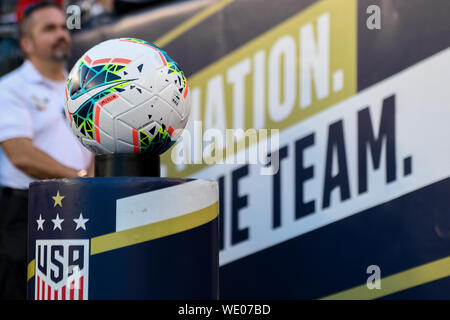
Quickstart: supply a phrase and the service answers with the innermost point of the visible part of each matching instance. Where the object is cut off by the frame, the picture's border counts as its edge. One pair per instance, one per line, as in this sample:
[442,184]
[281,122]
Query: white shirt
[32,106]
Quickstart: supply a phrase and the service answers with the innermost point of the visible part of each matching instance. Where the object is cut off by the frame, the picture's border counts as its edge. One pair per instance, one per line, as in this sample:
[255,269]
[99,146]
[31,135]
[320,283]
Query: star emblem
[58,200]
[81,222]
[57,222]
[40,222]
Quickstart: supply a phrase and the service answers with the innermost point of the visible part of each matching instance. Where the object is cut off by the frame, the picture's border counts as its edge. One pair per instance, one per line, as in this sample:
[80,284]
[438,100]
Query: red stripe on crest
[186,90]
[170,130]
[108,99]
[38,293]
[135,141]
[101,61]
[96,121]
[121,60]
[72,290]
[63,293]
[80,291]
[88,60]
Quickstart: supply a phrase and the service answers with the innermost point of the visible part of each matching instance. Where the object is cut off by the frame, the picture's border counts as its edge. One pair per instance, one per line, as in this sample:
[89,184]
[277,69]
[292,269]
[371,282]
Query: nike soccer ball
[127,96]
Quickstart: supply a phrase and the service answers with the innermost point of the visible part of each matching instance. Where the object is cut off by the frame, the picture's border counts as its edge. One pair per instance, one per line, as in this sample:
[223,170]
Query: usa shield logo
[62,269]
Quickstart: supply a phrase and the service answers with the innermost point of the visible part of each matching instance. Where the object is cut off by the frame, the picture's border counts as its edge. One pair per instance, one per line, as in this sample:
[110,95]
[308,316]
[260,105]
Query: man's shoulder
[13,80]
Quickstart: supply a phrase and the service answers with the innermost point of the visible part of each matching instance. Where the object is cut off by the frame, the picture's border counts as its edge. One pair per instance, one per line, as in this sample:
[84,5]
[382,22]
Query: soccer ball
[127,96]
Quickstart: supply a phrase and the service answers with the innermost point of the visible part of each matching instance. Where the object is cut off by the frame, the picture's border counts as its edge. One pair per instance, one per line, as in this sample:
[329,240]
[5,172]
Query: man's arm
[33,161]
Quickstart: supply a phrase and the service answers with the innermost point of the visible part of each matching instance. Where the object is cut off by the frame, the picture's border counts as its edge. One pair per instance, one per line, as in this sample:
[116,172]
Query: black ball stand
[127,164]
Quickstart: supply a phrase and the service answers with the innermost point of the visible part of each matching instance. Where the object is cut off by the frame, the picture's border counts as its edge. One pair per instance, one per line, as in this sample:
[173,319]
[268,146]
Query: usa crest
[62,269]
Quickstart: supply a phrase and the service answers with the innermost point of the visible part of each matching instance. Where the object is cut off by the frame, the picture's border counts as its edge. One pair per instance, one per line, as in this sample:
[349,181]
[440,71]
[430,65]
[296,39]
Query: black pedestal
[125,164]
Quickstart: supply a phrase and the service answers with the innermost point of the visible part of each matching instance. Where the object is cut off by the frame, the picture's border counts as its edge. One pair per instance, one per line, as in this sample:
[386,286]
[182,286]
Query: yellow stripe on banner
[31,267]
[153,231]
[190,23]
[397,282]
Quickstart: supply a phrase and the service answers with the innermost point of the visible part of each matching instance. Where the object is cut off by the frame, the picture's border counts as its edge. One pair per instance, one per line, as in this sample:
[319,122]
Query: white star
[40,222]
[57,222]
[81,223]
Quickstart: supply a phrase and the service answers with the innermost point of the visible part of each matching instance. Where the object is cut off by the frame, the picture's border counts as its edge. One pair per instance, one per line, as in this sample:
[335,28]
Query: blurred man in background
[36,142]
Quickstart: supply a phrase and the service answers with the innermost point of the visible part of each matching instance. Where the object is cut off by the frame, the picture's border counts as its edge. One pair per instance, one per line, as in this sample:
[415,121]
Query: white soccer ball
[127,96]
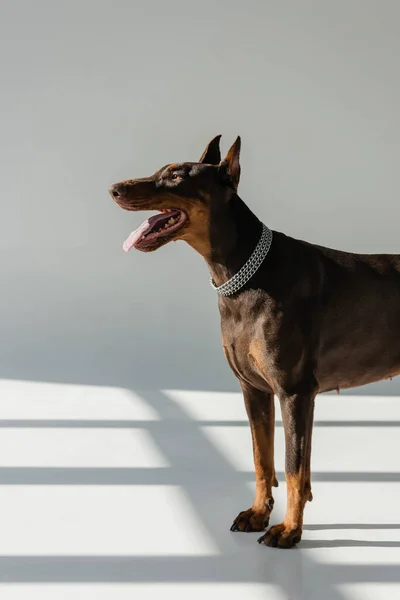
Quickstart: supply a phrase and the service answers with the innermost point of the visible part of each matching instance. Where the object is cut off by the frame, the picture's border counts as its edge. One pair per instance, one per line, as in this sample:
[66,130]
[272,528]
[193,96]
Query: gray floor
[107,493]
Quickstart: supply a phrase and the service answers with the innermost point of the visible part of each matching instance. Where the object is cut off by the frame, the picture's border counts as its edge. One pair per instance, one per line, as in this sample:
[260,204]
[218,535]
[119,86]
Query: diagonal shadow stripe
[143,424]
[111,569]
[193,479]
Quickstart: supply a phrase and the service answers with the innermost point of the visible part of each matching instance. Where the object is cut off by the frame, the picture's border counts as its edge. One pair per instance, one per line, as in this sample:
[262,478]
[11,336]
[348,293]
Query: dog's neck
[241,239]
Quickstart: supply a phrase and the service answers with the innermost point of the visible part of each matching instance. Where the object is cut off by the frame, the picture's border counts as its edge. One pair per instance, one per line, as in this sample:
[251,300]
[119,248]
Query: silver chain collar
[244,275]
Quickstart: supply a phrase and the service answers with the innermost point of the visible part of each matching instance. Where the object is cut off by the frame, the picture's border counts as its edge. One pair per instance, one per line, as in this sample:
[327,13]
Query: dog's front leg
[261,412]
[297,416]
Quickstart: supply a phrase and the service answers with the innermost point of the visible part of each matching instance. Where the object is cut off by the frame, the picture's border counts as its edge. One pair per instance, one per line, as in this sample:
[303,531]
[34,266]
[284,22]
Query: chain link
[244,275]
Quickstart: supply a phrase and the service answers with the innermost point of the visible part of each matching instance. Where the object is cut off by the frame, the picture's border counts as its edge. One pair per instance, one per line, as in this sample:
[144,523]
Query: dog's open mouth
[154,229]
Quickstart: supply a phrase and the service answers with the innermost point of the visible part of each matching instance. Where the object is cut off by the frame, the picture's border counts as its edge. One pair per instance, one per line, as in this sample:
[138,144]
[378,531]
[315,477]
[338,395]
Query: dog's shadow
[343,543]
● ● ● ●
Task: Please write out the lines from the very top through the one containing "Query: white shirt", substituting "central point" for "innermost point" and leaving everything else unchanged. Omit the pictures.

Full answer:
Quickstart: supply a phrase and the service answers with the central point of the visible part of each matching instance. Where the object is cut off by the frame, the picture's border counts as its edge. One pair per instance, one per line, as in this sample:
[442,184]
[281,122]
Query: white shirt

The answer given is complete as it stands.